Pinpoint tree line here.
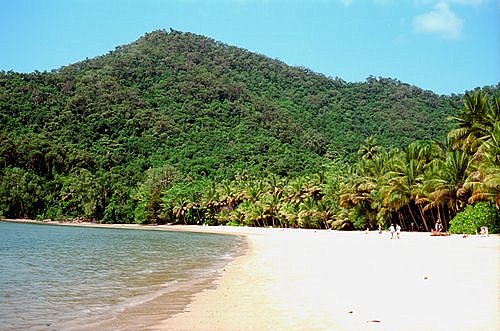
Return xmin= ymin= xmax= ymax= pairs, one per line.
xmin=0 ymin=31 xmax=498 ymax=233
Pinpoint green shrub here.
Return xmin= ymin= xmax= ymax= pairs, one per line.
xmin=450 ymin=202 xmax=500 ymax=234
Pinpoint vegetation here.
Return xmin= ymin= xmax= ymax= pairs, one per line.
xmin=0 ymin=31 xmax=500 ymax=231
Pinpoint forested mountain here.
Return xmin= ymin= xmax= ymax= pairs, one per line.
xmin=0 ymin=30 xmax=497 ymax=228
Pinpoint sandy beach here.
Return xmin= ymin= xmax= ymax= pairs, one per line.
xmin=152 ymin=228 xmax=500 ymax=330
xmin=1 ymin=223 xmax=500 ymax=331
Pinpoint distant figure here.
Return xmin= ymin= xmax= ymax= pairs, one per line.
xmin=389 ymin=224 xmax=396 ymax=239
xmin=436 ymin=220 xmax=443 ymax=232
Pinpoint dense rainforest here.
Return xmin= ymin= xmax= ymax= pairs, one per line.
xmin=0 ymin=30 xmax=500 ymax=232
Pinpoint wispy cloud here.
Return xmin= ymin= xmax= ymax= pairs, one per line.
xmin=340 ymin=0 xmax=352 ymax=7
xmin=448 ymin=0 xmax=486 ymax=6
xmin=340 ymin=0 xmax=394 ymax=7
xmin=413 ymin=0 xmax=462 ymax=39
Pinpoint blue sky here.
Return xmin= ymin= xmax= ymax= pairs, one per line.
xmin=0 ymin=0 xmax=500 ymax=94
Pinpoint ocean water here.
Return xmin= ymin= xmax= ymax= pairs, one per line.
xmin=0 ymin=222 xmax=244 ymax=330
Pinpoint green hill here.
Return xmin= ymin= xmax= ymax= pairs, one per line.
xmin=0 ymin=31 xmax=480 ymax=221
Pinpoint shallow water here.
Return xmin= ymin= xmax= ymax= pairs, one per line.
xmin=0 ymin=222 xmax=243 ymax=330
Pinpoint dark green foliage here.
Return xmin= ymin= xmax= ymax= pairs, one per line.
xmin=0 ymin=31 xmax=496 ymax=227
xmin=450 ymin=202 xmax=500 ymax=234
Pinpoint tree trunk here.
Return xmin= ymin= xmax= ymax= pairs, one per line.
xmin=418 ymin=206 xmax=430 ymax=232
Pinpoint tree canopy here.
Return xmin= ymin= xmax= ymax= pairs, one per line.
xmin=0 ymin=30 xmax=498 ymax=228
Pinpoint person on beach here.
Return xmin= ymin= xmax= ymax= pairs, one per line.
xmin=389 ymin=224 xmax=396 ymax=239
xmin=436 ymin=220 xmax=443 ymax=232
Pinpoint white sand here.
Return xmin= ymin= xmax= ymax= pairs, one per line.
xmin=1 ymin=223 xmax=500 ymax=331
xmin=152 ymin=227 xmax=500 ymax=331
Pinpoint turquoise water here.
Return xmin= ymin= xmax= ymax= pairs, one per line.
xmin=0 ymin=222 xmax=244 ymax=330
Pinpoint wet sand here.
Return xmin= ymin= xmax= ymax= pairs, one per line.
xmin=1 ymin=224 xmax=500 ymax=331
xmin=151 ymin=228 xmax=500 ymax=330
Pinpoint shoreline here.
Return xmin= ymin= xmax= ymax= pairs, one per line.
xmin=1 ymin=220 xmax=500 ymax=331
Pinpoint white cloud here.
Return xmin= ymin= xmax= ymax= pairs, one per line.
xmin=448 ymin=0 xmax=485 ymax=6
xmin=413 ymin=0 xmax=462 ymax=39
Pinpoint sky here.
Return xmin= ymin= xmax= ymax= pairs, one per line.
xmin=0 ymin=0 xmax=500 ymax=94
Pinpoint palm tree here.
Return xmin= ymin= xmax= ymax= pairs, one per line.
xmin=448 ymin=90 xmax=500 ymax=153
xmin=464 ymin=121 xmax=500 ymax=208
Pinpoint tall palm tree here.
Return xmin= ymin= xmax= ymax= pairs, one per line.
xmin=448 ymin=90 xmax=500 ymax=153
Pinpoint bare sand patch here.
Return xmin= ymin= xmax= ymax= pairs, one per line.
xmin=151 ymin=227 xmax=500 ymax=330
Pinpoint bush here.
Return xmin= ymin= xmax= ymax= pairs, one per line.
xmin=450 ymin=202 xmax=500 ymax=234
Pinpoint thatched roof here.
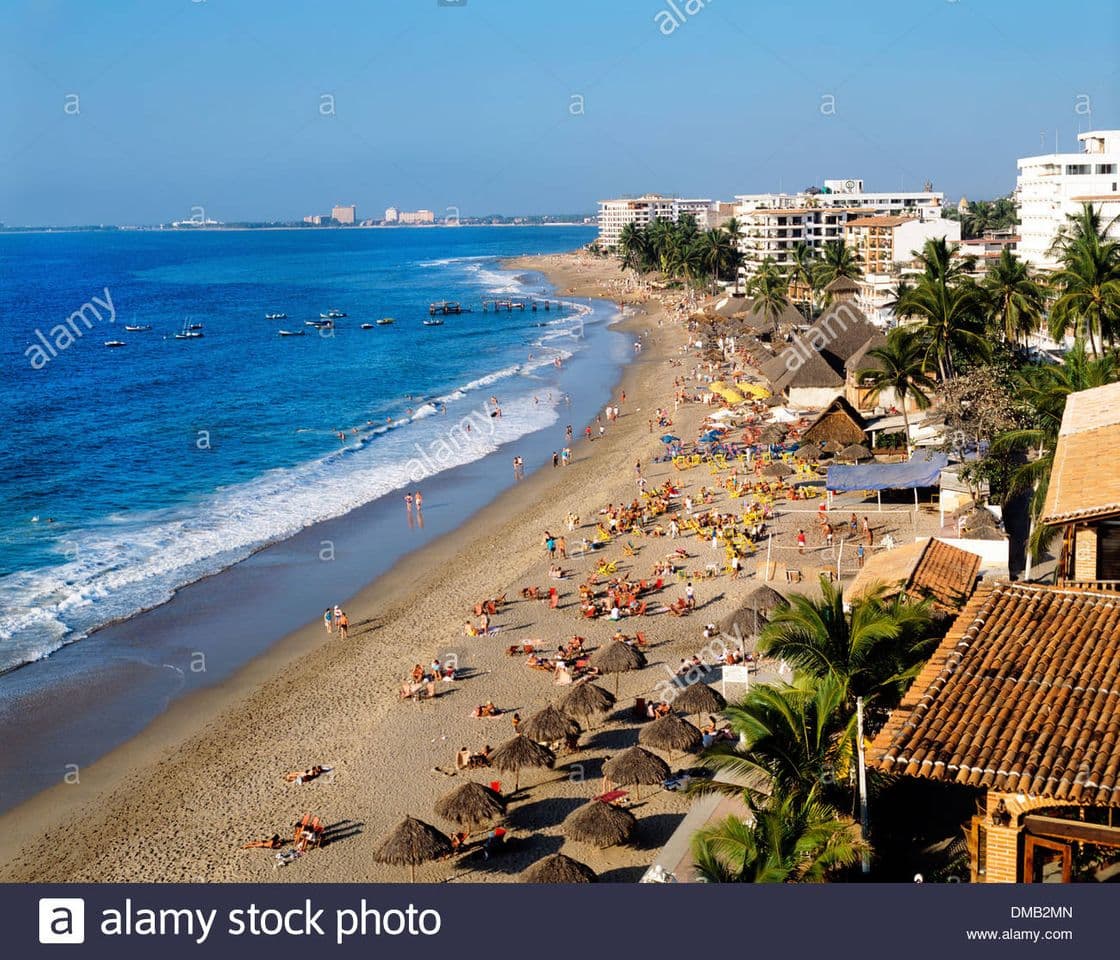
--------------------------------------------------
DIRECTIONS -
Rewrite all of the items above with every "Pinpoint" changed to "Locate" and everything else left as it is. Omit the pictures from your answer.

EXPECTED ANSWER -
Locate tree line here.
Return xmin= ymin= xmax= ymax= pairs, one per line.
xmin=0 ymin=31 xmax=498 ymax=233
Locate green shrub here.
Return xmin= ymin= xmax= ymax= pairs, one per line.
xmin=450 ymin=202 xmax=500 ymax=234
Locate vegetation here.
Return xmin= ymin= xmax= ymax= pairs, one per line.
xmin=0 ymin=31 xmax=500 ymax=231
Locate forested mountain here.
Return xmin= ymin= xmax= ymax= pairs, one per line.
xmin=0 ymin=30 xmax=497 ymax=228
Locate sandy beach here.
Return xmin= ymin= xmax= ymax= pairs, one per line.
xmin=152 ymin=228 xmax=500 ymax=330
xmin=1 ymin=223 xmax=500 ymax=331
Locate distant figure here.
Return xmin= ymin= xmax= ymax= pairs, one per line.
xmin=389 ymin=224 xmax=396 ymax=239
xmin=436 ymin=220 xmax=443 ymax=232
Locate dense rainforest here.
Return xmin= ymin= xmax= ymax= pairs, one per line.
xmin=0 ymin=30 xmax=500 ymax=232
Locate wispy cloud here.
Return xmin= ymin= xmax= ymax= pairs, one per line.
xmin=340 ymin=0 xmax=352 ymax=7
xmin=448 ymin=0 xmax=486 ymax=6
xmin=340 ymin=0 xmax=394 ymax=7
xmin=413 ymin=0 xmax=462 ymax=39
Locate blue sky here.
Return xmin= ymin= xmax= ymax= pairs, one per line.
xmin=0 ymin=0 xmax=500 ymax=94
Locate ocean water here.
Return xmin= ymin= xmax= ymax= pairs, one per line.
xmin=0 ymin=222 xmax=244 ymax=330
Locate green hill here.
Return xmin= ymin= xmax= ymax= pairs, one per line.
xmin=0 ymin=31 xmax=480 ymax=221
Locate shallow water here.
Return xmin= ymin= xmax= ymax= pairs, one per line.
xmin=0 ymin=222 xmax=243 ymax=330
Locate dark green foliage here.
Return xmin= ymin= xmax= ymax= pairs, one per line.
xmin=0 ymin=31 xmax=496 ymax=227
xmin=450 ymin=202 xmax=500 ymax=234
Locate tree trunk here.
Return xmin= ymin= xmax= ymax= pairs, one per line.
xmin=418 ymin=206 xmax=430 ymax=232
Locate tree canopy here.
Return xmin= ymin= xmax= ymax= pairs, one per line.
xmin=0 ymin=30 xmax=498 ymax=228
Locate person on beach here.
Return xmin= ymin= xmax= ymax= pairs, one per line.
xmin=389 ymin=224 xmax=396 ymax=239
xmin=436 ymin=220 xmax=443 ymax=232
Locate white sand here.
Return xmin= ymin= xmax= ymax= pairs, one per line.
xmin=1 ymin=223 xmax=500 ymax=331
xmin=152 ymin=227 xmax=500 ymax=331
Locate turquoise water here.
Return xmin= ymin= xmax= ymax= pairs, one per line.
xmin=0 ymin=222 xmax=244 ymax=330
Locate wet sand here.
Return xmin= ymin= xmax= ymax= pairs, one per line.
xmin=1 ymin=224 xmax=500 ymax=331
xmin=151 ymin=228 xmax=500 ymax=330
Locate shoreline here.
Return xmin= ymin= xmax= ymax= pairs, one per line.
xmin=1 ymin=220 xmax=500 ymax=331
Locate white cloud here.
Return xmin= ymin= xmax= ymax= pairs, one per line.
xmin=448 ymin=0 xmax=485 ymax=6
xmin=413 ymin=0 xmax=462 ymax=39
Locate sky here.
Return xmin= ymin= xmax= ymax= pairs, one per line.
xmin=0 ymin=0 xmax=500 ymax=94
Locate palm tree here.
Return xmin= ymin= xmax= ymax= pairs, one per line.
xmin=448 ymin=90 xmax=500 ymax=153
xmin=464 ymin=121 xmax=500 ymax=208
Locate tall palm tree here.
Return xmin= ymin= xmax= ymax= pairs, one per line.
xmin=448 ymin=90 xmax=500 ymax=153
Locate bare sand patch here.
Return xmin= ymin= xmax= ymax= pairs, one per line.
xmin=151 ymin=227 xmax=500 ymax=330
Locate bush here.
Return xmin= ymin= xmax= ymax= pairs, one per line.
xmin=450 ymin=202 xmax=500 ymax=234
Locate thatched roof here.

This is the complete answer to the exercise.